**Short exercise:** Rewrite all the entries below, putting "give the coordinates" wherever "report the coordinates" appears and keeping everything else the same.

**Dataset rows:**
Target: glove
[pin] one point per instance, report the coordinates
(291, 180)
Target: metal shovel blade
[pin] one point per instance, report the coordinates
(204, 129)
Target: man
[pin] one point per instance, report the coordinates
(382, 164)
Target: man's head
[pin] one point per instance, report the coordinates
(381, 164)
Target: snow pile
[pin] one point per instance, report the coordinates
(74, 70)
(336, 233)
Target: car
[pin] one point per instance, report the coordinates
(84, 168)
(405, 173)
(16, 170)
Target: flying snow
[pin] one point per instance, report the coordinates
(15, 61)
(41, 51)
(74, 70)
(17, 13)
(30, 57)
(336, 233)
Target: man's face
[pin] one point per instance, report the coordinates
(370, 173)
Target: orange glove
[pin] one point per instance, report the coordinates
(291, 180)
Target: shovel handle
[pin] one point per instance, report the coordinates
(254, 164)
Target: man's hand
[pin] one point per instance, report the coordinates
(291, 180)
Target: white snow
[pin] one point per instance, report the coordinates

**Correct output:**
Target: glove
[pin] one point per instance, give the coordinates
(291, 180)
Target: metal shovel blade
[pin] one point per instance, give the coordinates
(204, 129)
Target: man
[pin] one point per instance, give the coordinates
(382, 164)
Target: man's head
[pin] one point per instance, give the coordinates
(381, 164)
Target: snow pile
[pin] one point per instance, give the coordinates
(74, 70)
(336, 233)
Target: car
[pin] one point per instance, give the coordinates
(84, 168)
(405, 173)
(16, 170)
Target: flying snow
[pin] one point per instance, give the coordinates
(15, 61)
(41, 51)
(74, 70)
(17, 13)
(30, 57)
(336, 233)
Target: man's face
[pin] one point per instance, give the coordinates
(370, 173)
Target: orange glove
[pin] one point per instance, give the coordinates
(291, 180)
Target: shovel handle
[pin] one point per instance, give the coordinates
(254, 164)
Target: man's hand
[pin] one point per instance, give the coordinates
(291, 180)
Target: white snow
[pin] one point per instance, give the coordinates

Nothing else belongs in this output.